Image point grounding data -
════

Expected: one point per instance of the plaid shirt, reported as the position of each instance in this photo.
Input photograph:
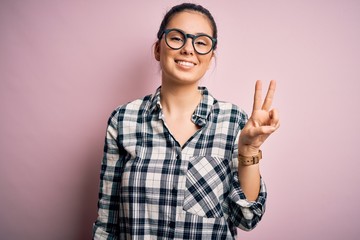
(153, 188)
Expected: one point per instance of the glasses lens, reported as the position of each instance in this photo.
(203, 44)
(175, 39)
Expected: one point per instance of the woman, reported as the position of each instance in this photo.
(180, 164)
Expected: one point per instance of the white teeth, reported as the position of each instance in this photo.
(187, 64)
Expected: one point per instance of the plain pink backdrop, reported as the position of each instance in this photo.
(65, 65)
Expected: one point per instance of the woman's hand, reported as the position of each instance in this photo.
(262, 122)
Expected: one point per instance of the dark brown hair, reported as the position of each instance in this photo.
(183, 7)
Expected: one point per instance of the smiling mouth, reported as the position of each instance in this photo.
(185, 64)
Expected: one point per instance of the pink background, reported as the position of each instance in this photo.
(65, 65)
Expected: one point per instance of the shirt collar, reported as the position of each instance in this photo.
(201, 112)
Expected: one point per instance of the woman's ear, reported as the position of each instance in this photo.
(157, 50)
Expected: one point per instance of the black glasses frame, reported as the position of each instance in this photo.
(187, 35)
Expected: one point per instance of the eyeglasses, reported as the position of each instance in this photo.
(176, 39)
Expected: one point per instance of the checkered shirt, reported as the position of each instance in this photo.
(153, 188)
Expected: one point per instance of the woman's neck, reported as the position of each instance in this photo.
(180, 100)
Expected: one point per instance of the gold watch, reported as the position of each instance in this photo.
(246, 161)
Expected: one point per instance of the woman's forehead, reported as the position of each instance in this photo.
(191, 22)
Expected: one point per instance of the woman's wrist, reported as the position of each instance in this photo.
(248, 151)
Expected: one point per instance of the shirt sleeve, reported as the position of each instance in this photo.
(243, 213)
(106, 225)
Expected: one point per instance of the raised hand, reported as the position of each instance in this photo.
(262, 122)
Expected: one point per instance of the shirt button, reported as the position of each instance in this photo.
(171, 224)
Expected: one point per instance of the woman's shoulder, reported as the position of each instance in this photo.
(132, 108)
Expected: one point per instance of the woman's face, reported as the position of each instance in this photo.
(184, 66)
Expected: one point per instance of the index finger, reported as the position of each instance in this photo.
(269, 96)
(257, 95)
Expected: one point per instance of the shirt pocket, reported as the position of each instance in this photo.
(207, 185)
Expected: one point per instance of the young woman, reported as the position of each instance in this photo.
(180, 164)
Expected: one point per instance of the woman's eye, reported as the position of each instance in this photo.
(203, 43)
(177, 39)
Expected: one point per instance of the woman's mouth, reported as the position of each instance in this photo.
(185, 63)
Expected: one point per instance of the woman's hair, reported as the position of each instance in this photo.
(183, 7)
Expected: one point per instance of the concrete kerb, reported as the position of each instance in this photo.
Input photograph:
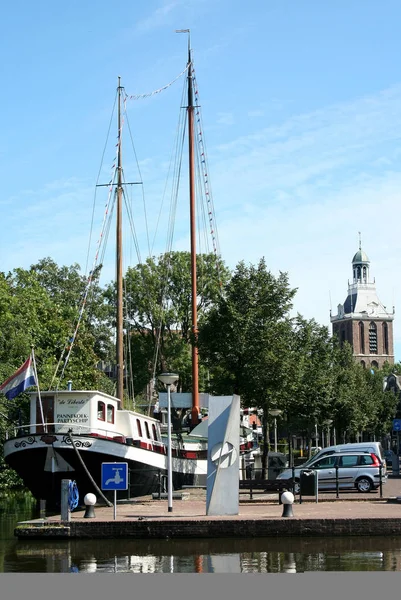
(255, 519)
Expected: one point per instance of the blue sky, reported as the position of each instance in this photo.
(301, 106)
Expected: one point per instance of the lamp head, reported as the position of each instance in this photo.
(168, 378)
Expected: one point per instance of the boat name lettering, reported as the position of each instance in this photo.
(68, 418)
(71, 401)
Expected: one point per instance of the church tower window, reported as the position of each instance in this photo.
(385, 338)
(361, 337)
(372, 338)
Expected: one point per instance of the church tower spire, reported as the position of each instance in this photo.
(362, 320)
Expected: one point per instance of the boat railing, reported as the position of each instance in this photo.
(59, 428)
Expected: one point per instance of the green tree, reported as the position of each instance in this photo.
(159, 312)
(245, 339)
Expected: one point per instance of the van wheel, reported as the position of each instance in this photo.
(364, 484)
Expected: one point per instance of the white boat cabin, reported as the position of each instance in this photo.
(90, 413)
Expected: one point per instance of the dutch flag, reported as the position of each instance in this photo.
(20, 381)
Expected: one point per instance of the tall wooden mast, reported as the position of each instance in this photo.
(190, 110)
(119, 264)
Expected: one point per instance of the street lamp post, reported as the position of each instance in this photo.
(275, 412)
(168, 379)
(328, 423)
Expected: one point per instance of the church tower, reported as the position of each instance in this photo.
(362, 320)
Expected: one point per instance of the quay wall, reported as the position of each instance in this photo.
(223, 528)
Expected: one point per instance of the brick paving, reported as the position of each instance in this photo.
(350, 505)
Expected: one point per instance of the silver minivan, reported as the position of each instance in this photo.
(360, 470)
(374, 447)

════

Please write out all the entries above again exactly as they appear, skipping any images.

Solution for this task -
Expected: one point per instance of the plaid shirt, reported as the position of each instance in this photo.
Input photograph:
(153, 188)
Expected: one point per instance of the glasses lens, reported as the position of each instance in this photo.
(203, 44)
(175, 39)
Expected: one point per instance of the woman, reported as the position of each instance in this photo.
(180, 164)
Expected: one point per instance of the white teeth, reported as the position of each instance in this photo.
(187, 64)
Expected: one point per instance of the plain pink backdrop, reported as the position of each instance in this photo.
(65, 65)
Expected: one point per instance of the woman's hand, reported as the position of each instance in this photo.
(262, 122)
Expected: one point per instance of the dark brown hair, reported as the position of each instance in this photo.
(183, 7)
Expected: one point per instance of the smiling mouth, reported as the position of each instance in this photo.
(185, 64)
Expected: one point per instance of the pink background, reported as the position of each instance in this photo.
(65, 65)
Expected: one point per instance of the shirt collar, reported as the position of each instance in this photo.
(201, 112)
Expected: one point per instance of the woman's ear, reported as the position of each instance in this photo.
(157, 50)
Expected: one point per instance of the black glasses frame, reported as the position of each instance in this photo.
(187, 35)
Expected: one point per instance of the eyeglasses, reported as the position of each instance in this photo.
(176, 39)
Expected: one point per instance of the checkered shirt, reported as the position of each instance in this photo.
(153, 188)
Expected: one point per instance of the woman's neck, reported as the position of each instance in this photo.
(180, 100)
Expected: one point per instance of the gold watch, reported as the position of each instance in this photo.
(246, 161)
Expected: one point per instance of the woman's forehead, reported as the position of each instance in this photo.
(191, 22)
Expected: one point per instance of the woman's wrist, reported as the position of each instance in this photo.
(248, 151)
Expected: one point per instance of the shirt sleeve, reported as the position of each instance in this photo.
(243, 213)
(106, 225)
Expected: one point per instance of the raised hand, reported as the position of each instance in this photo.
(262, 122)
Expected: one point per instance of the shirt button, reported as the position of each instance in this photo.
(171, 224)
Expected: one point per instance of the woman's shoulder, reported as the position of each instance in this photo.
(132, 108)
Expected: one point per instance of the woman's face, reported as the position of each instance in this photo.
(184, 66)
Expected: one point per instance of the index finger, reported as the position of each instance in this photo.
(269, 96)
(257, 95)
Expected: one point per instance of the shirt pocket, reported as the position of each instance in this photo.
(207, 185)
Expected: one point per instance of the young woman, reported as the position of each instance in this photo.
(180, 164)
Expected: one point per instance of the woman's eye, reported as the position of each instance in this photo.
(203, 43)
(177, 39)
Expected: one point per instance of the woman's mouth, reported as the position of each instance in this photo.
(185, 63)
Expected: one point per instance of the woman's hair, reported as the position of each instance in this photo.
(183, 7)
Expected: one point per instance of the concrete kerb, reported as the position of each instance in this photo.
Input photograph:
(255, 519)
Expected: one point per instance of the blue sky, reported as the position of each instance in this photo.
(301, 106)
Expected: one point per instance of the lamp head, reported as the position of each instance in this photo.
(168, 378)
Expected: one point per instance of the boat name lettering, reported as the position of each instance in this photo.
(68, 418)
(71, 401)
Expected: one point per instance of the church tower window, reported as the position of each instance in this photo.
(385, 338)
(361, 337)
(372, 338)
Expected: one point per instance of the church tower spire, reported as the position of each instance in this photo.
(362, 320)
Expected: one point per instance of the boat railing, reported as the position of each instance in this photo.
(59, 428)
Expected: one point per instance of the green tree, reported as the position of each instance in this photo.
(159, 312)
(245, 339)
Expected: one point per instance of the van wheel, reported as the position of each instance in this photo.
(364, 484)
Expected: one point per instance of the white boat cabin, reported as the position of each instance in this photo.
(90, 413)
Expected: one point per instance of the dutch flag, reported as the position of each instance in this photo.
(20, 381)
Expected: one point per instance of the tall wooden mast, reported as the position of each instance in this photo.
(190, 110)
(119, 264)
Expected: one point per instance of the street lamp post, reported as the position of each instance in this photo.
(275, 412)
(168, 379)
(328, 423)
Expected: one point per instance of the church tower, reported as the position of each instance in this photo.
(362, 320)
Expected: one point per instance of the quay wall, reported as the position of each instance in this photo.
(223, 528)
Expected: one point per instance of the brick paving, reported as the position of each instance in this photo.
(350, 505)
Expected: one point per instance of the silver minivan, reported as the position of each instance in this photo.
(360, 470)
(374, 447)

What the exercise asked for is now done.